═══ LISTED ENTRIES ═══
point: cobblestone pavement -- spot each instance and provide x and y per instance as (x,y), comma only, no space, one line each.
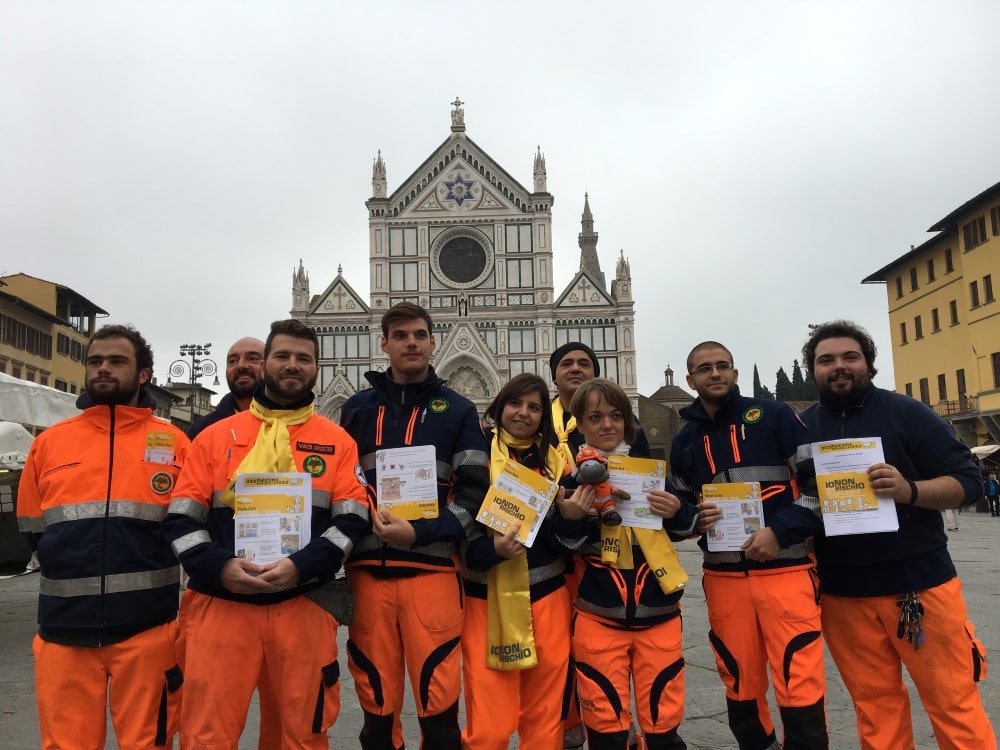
(975,549)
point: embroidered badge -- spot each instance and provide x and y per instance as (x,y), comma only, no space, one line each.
(316,448)
(360,474)
(161,483)
(315,465)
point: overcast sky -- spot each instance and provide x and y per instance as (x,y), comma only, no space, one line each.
(172,161)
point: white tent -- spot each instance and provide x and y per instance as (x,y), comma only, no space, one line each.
(30,403)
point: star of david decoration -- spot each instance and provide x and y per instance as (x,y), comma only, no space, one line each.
(459,190)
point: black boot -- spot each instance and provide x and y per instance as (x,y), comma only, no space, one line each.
(441,732)
(805,727)
(607,740)
(376,734)
(746,727)
(664,741)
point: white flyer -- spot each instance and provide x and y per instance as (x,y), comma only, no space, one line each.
(273,515)
(637,477)
(406,481)
(846,497)
(742,514)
═══
▸ REQUIREMENTS:
Can you write out all of the material above again, requests included, but scale each x and y coordinate in the answers by 0.45 and round it to a whole number, with halves rounded up? Leave the pictures out.

▸ TASK RESULT:
point: cobblestone pavement -- spot each instance and provide x and y per instance as (x,y), comma only, no space, one line each.
(439,247)
point: embroidered badge -- spot each instance and provide x and y per instance as (x,y), comma only, no space, one line each.
(142,202)
(162,213)
(72,217)
(142,209)
point: overcast sky -- spot each instance and provide x and y per instance as (x,y), comma only, no space, one line each.
(77,72)
point: white tent -- spot each instance and provide x and y per instance as (x,y), comma only, no space, one line each.
(14,181)
point: star of david decoration -- spot each instance and provide x and y per instance as (x,y), comma only, no space, one line each.
(207,86)
point: black boot -- spot each instance and provide x and y per instance as (x,y), comma only, no space, one line each.
(198,329)
(362,327)
(273,333)
(169,330)
(336,327)
(299,333)
point: white flyer -- spot each instance and provide x and y per instance as (x,y), comma only, no space, one line each.
(123,232)
(287,215)
(183,216)
(381,224)
(334,231)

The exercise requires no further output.